Quoted text »
U.S. President, Joe Biden, has approved an emergency declaration for California after a week of storms in the state which had killed 12 people.

Workers stack sandbags in front of residence on Olive Mill Road in Montecito, California, on Monday, January 9, 2023. Photo credit: Michael Owen Baker/For The Times

In a statement on Monday, January 9, 2023, from the White House, Biden said that the emergency declaration would authorise the Federal Emergency Management Agency (FEMA) to coordinate disaster relief efforts and mobilise emergency resources.

In the past 10 days, severe weather spawned violent wind gusts that toppled trucks, flooded the streets of small towns along northern California’s coast and churned up a storm surge that destroyed a pier in Santa Cruz.

California Gov. Gavin Newsom on Sunday announced that he would ask the Biden administration to declare a federal emergency to support California’s ongoing storm response.

Newsom said the state needed support amid an unrelenting wave of brutal storms that left hundreds of thousands of Californians without power.

Amid high winds and heavy rains, the worst of the storms is forecast to hit on Monday.

During a winter storm update Sunday, Newsom said to expect the worst of the storm and “very intense weather” in the next 48 hours.

“Don’t test fate,” Newsom said during the Sunday update. “Just a foot of water and your car’s floating, you know, half a foot of water and you’re off your feet.”

More than half of Sacramento’s 530,000 residents were in the dark at the height of the storm on Sunday, victimised by wind gusts of up to 60 mph that toppled trees and tangled power lines, the Sacramento Municipal Utility District said.

“Atmospheric river events” will continue to batter California through early this week with likely the most potent system arriving Monday, the National Weather Service said.

Additional rain on saturated soils will lead to considerable flooding, mudslides, and burn scar debris flows, the weather service said.

Widespread mountain snow and high winds will add to weather issues across the state, the statement warned.

What you are asked to do » Copy, word for word, the part of the California storm article that opens with the words "Additional rain on" and closes with "the statement warned.".

Entries provided »

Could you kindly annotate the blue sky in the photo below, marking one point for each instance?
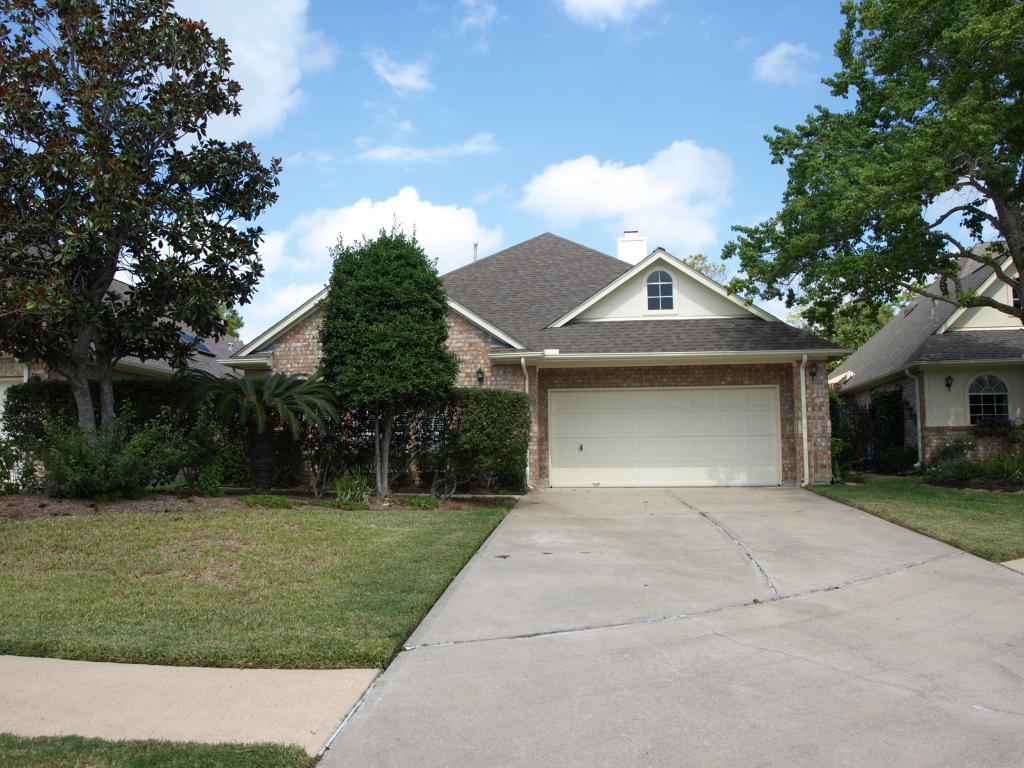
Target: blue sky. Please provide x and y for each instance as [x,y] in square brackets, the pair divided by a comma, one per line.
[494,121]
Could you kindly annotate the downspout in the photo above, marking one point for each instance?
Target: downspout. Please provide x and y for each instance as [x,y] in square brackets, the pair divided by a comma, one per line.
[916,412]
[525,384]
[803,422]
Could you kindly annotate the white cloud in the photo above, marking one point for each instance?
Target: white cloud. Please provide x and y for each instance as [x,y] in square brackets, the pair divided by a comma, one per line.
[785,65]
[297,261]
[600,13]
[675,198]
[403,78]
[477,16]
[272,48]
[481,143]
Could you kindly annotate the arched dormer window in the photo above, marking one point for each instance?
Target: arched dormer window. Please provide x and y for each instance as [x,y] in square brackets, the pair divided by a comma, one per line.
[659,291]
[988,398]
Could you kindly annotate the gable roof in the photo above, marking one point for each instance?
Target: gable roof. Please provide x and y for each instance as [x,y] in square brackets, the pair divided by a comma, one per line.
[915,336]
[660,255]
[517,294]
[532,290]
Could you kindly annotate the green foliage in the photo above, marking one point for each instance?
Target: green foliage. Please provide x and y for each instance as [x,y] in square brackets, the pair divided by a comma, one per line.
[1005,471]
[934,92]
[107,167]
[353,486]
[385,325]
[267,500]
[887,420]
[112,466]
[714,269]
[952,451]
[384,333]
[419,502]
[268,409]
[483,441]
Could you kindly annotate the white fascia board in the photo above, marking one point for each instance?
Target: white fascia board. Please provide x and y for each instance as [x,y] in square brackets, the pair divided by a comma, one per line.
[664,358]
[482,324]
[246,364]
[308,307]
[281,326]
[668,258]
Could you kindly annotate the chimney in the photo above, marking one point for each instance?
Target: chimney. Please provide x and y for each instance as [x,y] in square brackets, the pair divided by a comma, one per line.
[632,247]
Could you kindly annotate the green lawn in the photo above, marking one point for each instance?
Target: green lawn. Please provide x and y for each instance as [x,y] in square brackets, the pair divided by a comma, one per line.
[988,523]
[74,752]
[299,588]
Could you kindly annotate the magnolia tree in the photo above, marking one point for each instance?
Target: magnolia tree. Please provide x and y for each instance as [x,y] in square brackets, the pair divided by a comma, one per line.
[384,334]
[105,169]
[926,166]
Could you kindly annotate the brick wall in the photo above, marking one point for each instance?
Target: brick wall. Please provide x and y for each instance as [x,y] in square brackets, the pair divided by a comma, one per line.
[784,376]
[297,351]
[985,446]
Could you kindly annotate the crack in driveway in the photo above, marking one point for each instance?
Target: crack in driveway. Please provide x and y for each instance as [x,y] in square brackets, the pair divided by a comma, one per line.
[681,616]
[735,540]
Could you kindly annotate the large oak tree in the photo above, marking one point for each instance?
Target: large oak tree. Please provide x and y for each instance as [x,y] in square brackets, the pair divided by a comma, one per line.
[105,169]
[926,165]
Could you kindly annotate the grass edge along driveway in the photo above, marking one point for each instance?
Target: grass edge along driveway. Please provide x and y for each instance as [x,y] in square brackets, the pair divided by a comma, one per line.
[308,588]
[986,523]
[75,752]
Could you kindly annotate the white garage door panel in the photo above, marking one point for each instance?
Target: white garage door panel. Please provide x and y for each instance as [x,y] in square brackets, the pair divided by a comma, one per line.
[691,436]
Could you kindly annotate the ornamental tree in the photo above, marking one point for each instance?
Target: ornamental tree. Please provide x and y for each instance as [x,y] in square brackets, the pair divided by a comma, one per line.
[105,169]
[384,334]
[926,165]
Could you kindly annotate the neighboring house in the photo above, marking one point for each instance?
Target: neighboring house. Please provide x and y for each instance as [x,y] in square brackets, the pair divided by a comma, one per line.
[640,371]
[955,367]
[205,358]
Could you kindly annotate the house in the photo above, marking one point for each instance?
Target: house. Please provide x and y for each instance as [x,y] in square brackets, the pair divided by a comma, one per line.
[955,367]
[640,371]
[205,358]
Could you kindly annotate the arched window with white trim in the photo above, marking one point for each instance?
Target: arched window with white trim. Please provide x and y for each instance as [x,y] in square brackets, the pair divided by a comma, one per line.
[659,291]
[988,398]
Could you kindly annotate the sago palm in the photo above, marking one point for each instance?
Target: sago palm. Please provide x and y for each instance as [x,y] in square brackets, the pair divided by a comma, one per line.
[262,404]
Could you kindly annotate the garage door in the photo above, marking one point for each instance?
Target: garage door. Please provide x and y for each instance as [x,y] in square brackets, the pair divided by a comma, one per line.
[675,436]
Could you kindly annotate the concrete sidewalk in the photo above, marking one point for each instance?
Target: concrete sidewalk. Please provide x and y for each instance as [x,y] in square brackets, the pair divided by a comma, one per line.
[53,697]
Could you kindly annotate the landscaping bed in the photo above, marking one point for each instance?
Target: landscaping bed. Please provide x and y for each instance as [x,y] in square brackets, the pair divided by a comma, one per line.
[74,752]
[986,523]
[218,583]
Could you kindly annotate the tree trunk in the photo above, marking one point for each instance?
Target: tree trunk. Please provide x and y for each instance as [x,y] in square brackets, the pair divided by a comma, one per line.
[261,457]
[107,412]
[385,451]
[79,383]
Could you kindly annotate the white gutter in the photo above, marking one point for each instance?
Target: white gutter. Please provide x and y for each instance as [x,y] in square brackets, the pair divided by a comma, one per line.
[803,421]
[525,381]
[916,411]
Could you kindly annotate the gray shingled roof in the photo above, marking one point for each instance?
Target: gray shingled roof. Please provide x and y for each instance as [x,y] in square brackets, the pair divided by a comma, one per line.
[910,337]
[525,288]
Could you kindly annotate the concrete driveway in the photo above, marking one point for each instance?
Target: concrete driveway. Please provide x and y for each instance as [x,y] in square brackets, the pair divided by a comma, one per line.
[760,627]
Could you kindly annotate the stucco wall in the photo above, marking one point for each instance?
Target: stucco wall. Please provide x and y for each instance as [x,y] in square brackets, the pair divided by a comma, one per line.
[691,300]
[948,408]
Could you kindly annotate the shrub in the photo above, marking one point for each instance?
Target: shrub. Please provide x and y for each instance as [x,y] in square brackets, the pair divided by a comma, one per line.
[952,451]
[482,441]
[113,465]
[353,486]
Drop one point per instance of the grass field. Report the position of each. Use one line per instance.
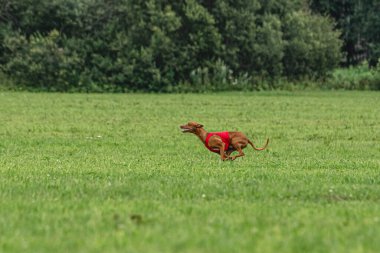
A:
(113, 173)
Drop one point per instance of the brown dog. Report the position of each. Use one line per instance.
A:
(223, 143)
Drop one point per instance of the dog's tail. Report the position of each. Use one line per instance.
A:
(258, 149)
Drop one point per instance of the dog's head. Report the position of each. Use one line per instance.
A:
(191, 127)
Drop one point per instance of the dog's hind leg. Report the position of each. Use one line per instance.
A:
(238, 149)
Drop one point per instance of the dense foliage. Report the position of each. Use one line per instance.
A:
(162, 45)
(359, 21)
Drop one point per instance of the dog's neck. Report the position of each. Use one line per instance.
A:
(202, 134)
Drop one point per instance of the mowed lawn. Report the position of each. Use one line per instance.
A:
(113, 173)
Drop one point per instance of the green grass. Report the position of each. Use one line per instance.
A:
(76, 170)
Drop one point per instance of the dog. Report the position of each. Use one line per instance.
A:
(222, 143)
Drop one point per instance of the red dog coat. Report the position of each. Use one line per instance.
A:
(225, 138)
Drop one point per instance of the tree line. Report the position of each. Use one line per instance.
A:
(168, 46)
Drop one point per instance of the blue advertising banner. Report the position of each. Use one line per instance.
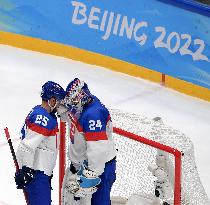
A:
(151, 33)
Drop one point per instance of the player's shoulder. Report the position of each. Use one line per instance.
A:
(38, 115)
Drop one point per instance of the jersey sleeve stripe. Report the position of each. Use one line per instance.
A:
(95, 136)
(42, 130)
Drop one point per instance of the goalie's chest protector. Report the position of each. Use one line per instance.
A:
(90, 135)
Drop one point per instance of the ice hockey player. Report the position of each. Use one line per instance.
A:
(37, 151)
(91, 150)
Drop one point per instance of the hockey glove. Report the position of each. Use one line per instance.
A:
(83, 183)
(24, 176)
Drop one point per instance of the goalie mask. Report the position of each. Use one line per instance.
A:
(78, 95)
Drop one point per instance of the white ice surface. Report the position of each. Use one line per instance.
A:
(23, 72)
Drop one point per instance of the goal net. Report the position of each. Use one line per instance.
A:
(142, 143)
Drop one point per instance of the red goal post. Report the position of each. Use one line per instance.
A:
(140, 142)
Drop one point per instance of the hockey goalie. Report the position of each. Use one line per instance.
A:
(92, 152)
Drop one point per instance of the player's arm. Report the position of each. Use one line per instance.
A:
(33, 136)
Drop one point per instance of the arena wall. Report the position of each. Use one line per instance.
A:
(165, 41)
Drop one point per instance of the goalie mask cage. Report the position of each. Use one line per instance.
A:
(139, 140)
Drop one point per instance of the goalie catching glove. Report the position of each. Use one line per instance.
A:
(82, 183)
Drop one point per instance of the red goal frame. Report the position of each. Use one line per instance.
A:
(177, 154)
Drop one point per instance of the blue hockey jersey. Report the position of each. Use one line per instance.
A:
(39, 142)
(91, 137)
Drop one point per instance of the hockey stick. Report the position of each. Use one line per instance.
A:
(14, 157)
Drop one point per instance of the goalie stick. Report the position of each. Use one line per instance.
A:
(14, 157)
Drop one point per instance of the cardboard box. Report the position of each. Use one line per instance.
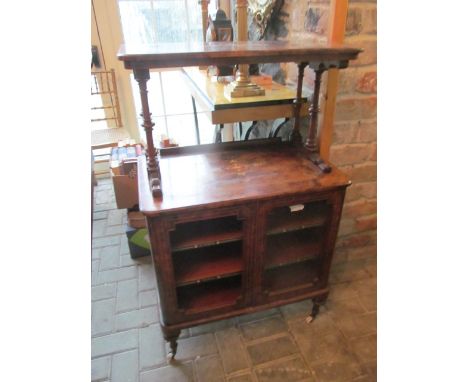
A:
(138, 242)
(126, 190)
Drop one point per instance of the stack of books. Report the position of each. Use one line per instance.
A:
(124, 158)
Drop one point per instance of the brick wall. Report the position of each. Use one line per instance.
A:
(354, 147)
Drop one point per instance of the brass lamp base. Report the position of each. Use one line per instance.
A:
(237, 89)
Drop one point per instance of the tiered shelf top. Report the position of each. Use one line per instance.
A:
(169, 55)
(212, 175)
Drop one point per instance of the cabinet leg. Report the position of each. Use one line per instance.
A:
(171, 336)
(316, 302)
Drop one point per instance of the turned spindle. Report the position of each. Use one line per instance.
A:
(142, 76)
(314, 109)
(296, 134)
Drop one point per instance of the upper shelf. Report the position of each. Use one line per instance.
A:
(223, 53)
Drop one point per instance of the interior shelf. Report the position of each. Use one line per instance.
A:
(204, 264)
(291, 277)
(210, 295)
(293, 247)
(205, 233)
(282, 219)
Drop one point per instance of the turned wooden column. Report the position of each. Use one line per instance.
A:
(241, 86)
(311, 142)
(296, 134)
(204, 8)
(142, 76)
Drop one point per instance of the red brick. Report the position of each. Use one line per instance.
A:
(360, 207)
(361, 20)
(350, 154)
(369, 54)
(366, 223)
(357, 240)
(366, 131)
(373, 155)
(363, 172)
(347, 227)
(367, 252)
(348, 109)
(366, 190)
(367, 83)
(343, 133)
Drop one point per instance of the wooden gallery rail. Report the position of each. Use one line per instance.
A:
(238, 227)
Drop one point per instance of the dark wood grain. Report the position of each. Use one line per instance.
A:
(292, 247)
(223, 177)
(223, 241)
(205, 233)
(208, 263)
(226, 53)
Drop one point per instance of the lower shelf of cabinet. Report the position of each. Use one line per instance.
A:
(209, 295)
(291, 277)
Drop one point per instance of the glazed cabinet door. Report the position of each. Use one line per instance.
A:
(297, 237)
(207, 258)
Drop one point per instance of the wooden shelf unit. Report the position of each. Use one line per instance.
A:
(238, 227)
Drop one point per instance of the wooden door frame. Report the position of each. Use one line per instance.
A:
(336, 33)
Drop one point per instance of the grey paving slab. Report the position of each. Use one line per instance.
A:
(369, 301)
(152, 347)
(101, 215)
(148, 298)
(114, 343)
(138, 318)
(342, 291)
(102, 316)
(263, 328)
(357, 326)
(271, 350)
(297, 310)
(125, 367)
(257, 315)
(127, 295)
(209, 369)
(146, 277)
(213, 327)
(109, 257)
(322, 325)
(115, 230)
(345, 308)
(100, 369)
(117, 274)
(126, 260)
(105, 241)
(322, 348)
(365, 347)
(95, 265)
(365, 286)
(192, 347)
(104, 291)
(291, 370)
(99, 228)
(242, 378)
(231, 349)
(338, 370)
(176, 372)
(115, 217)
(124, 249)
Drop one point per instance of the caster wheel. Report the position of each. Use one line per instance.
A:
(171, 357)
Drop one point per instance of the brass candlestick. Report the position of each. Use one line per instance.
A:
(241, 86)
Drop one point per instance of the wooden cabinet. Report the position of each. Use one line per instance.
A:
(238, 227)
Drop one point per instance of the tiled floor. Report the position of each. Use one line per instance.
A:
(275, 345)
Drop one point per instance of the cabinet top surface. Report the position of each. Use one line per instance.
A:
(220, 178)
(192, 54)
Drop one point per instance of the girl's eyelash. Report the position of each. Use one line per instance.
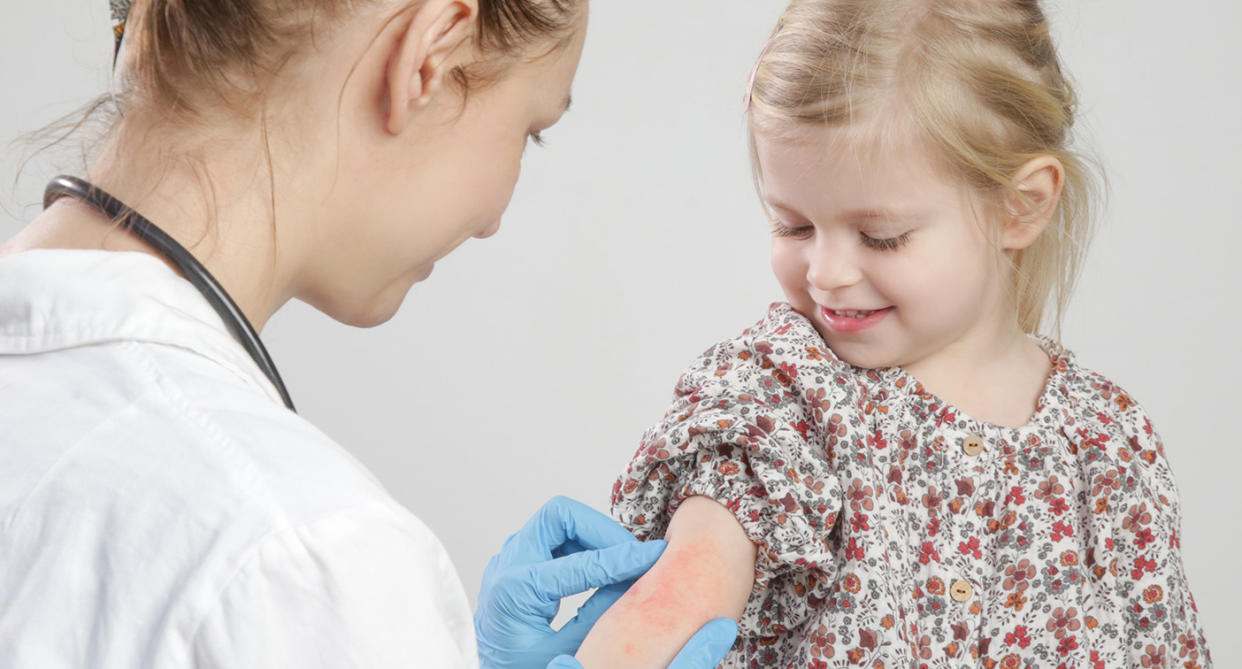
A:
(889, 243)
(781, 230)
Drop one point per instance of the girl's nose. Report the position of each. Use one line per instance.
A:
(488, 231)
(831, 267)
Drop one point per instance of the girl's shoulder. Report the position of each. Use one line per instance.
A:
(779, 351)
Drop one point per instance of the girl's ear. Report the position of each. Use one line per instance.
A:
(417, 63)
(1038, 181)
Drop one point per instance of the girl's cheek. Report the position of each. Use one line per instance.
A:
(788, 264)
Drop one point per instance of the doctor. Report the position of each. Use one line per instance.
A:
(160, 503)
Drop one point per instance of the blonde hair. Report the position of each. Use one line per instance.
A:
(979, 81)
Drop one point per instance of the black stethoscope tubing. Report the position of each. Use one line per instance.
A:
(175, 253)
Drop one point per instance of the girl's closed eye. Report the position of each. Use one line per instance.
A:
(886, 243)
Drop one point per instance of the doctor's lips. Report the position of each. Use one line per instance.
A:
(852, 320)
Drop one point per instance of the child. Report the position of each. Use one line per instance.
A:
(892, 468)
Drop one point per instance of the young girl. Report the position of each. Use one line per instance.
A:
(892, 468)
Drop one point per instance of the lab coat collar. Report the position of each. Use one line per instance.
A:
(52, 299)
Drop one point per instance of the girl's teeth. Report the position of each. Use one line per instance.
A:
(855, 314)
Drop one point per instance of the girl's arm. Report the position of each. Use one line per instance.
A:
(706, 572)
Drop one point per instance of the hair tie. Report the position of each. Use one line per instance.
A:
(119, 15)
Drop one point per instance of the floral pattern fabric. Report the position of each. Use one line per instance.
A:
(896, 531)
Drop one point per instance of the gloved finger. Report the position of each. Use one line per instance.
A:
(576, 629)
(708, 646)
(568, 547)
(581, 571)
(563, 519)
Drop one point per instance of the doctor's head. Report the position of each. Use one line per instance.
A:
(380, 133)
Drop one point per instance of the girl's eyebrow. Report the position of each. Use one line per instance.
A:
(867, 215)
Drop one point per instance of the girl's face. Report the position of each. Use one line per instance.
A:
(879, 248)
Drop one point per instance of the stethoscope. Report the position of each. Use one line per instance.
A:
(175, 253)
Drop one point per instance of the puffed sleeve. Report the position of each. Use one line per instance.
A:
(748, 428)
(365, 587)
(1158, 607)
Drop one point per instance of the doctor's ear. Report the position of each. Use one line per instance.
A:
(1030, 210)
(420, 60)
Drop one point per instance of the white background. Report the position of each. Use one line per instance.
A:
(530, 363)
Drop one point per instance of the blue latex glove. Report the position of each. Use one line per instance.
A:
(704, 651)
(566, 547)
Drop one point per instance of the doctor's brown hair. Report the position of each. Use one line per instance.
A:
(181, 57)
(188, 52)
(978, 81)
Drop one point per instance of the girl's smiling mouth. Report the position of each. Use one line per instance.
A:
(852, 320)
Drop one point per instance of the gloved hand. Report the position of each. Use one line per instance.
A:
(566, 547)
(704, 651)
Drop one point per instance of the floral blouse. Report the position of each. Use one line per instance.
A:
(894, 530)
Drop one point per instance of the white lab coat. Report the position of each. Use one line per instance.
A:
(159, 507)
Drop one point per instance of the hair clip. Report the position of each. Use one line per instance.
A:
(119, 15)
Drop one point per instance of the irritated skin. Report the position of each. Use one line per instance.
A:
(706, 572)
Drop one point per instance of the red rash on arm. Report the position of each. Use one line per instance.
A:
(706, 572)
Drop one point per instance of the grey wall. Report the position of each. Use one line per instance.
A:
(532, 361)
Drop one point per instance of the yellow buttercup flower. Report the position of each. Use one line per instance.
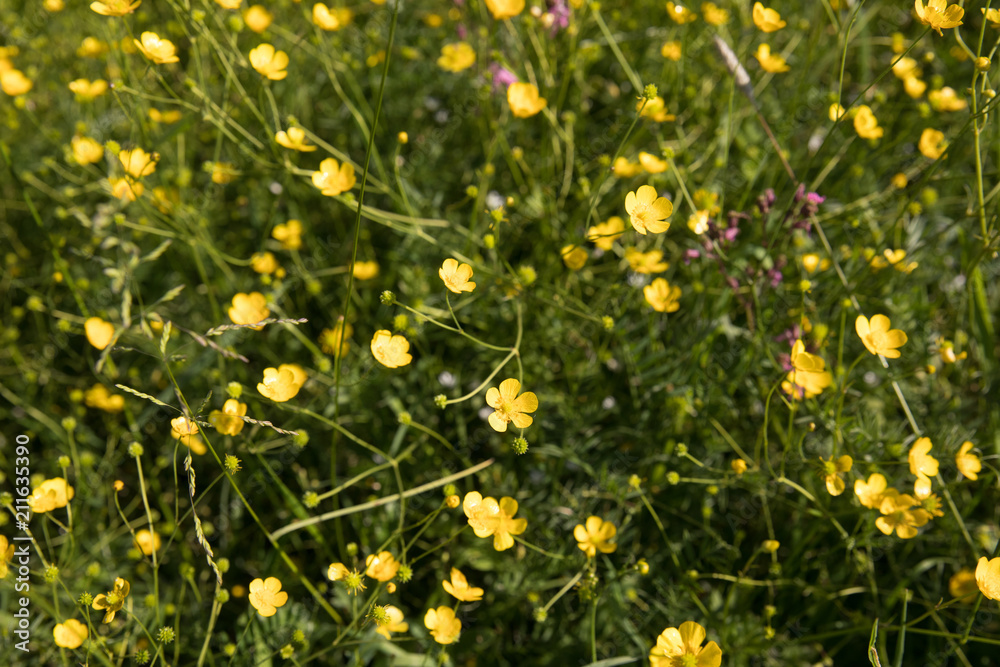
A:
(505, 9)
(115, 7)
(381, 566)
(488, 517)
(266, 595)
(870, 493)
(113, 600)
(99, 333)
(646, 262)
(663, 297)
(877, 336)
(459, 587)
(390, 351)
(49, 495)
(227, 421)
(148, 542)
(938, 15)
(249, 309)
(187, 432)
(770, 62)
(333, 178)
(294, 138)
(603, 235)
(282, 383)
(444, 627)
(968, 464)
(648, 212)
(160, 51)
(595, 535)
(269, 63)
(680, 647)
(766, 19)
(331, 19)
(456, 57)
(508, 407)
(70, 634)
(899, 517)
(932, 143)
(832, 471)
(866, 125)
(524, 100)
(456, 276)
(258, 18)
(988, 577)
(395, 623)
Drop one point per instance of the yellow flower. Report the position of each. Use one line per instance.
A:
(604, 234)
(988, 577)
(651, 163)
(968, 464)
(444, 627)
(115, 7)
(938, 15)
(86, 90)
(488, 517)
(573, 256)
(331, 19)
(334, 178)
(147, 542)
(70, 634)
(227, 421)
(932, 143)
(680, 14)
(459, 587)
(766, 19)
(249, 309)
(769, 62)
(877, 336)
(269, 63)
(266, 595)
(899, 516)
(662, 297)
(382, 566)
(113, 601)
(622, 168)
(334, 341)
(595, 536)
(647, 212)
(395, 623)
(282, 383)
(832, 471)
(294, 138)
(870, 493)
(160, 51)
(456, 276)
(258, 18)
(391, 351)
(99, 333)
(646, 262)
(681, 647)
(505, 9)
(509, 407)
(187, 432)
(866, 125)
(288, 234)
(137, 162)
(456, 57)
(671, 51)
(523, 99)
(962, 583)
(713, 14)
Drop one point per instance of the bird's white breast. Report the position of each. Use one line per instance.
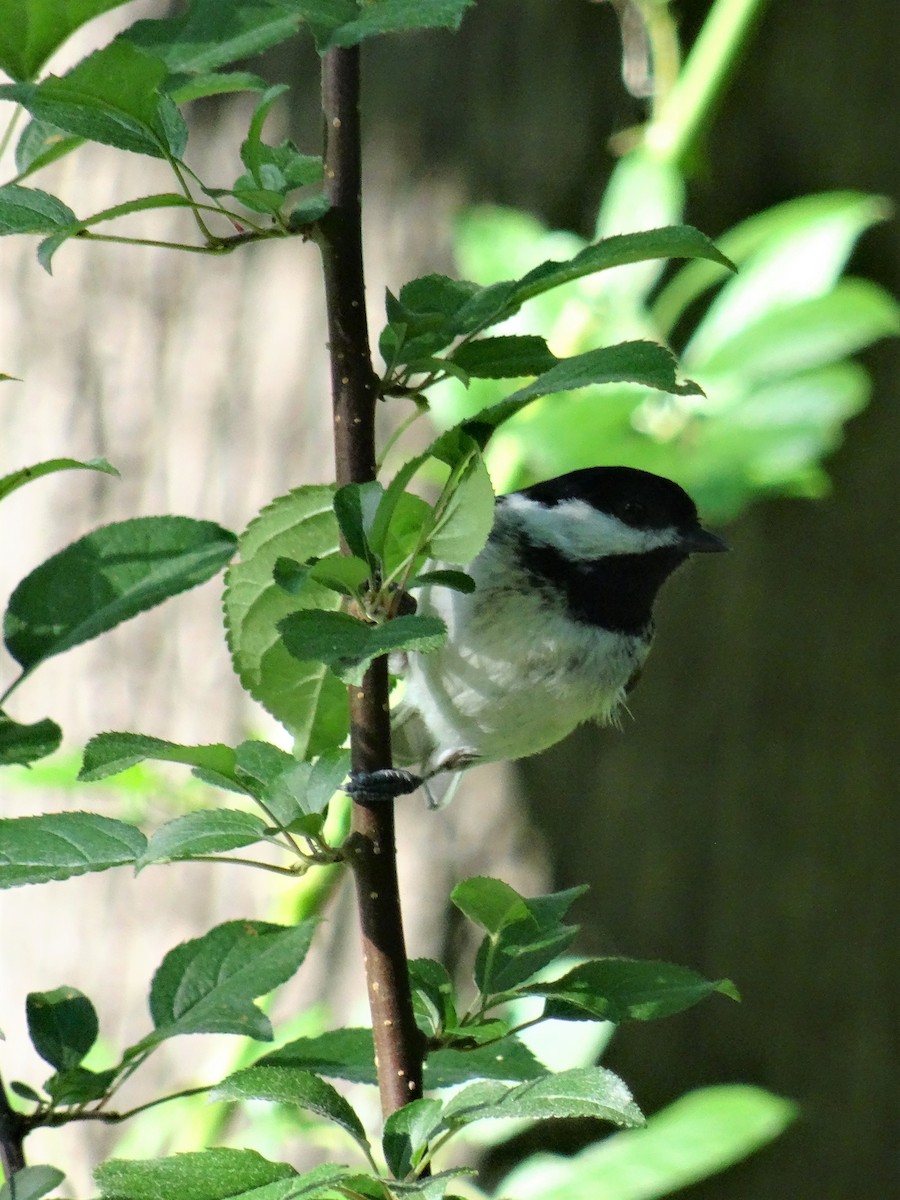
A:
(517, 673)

Reply »
Additional rain on saturated soils will lead to considerable flooding, mudslides, and burn scar debris flows, the weather service said.

Widespread mountain snow and high winds will add to weather issues across the state, the statement warned.